Exercise task :: Return each of the entries below line for line, without any change, and omit the pictures from your answer.

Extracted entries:
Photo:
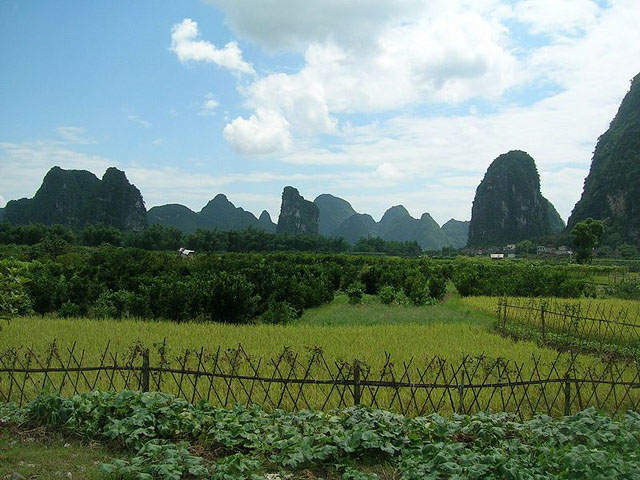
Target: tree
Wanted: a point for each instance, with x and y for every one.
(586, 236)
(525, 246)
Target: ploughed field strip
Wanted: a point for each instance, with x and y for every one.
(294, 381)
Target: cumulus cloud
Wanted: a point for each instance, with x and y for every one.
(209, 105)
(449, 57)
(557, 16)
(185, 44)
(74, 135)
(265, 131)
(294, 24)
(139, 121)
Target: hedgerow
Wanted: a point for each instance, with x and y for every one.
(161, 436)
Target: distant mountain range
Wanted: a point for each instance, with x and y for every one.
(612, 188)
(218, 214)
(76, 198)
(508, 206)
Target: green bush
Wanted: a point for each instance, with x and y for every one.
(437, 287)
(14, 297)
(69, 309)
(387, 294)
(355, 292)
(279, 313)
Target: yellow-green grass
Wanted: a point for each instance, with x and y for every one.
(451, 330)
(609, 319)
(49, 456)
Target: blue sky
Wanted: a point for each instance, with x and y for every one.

The response ::
Photo:
Target: tree
Wanted: a point for each instance, with x and y for every one.
(586, 236)
(525, 246)
Target: ploughed field strip
Wanted: a point for each instance, with x and y for every one.
(294, 381)
Target: cumulus cloud
Wanted: a point for each instance, with x and y for every one.
(209, 105)
(449, 57)
(557, 16)
(185, 44)
(74, 135)
(265, 131)
(294, 24)
(139, 121)
Target: hedgerow
Wanted: a point for each instance, with x and y for every one.
(161, 436)
Target: distant mountain range
Wanted: a point for each instance, with x and y for every one.
(612, 188)
(218, 214)
(76, 198)
(508, 206)
Target: green bush
Wanted: a point for each instance, with x and y for every one.
(437, 287)
(14, 297)
(69, 309)
(387, 294)
(355, 292)
(279, 313)
Target: yellow-green grass
Wanted: a point for each instance, with x and y for every one.
(451, 330)
(609, 319)
(49, 456)
Target: blue sky
Wanted: a point for each instance, with x and y for every one.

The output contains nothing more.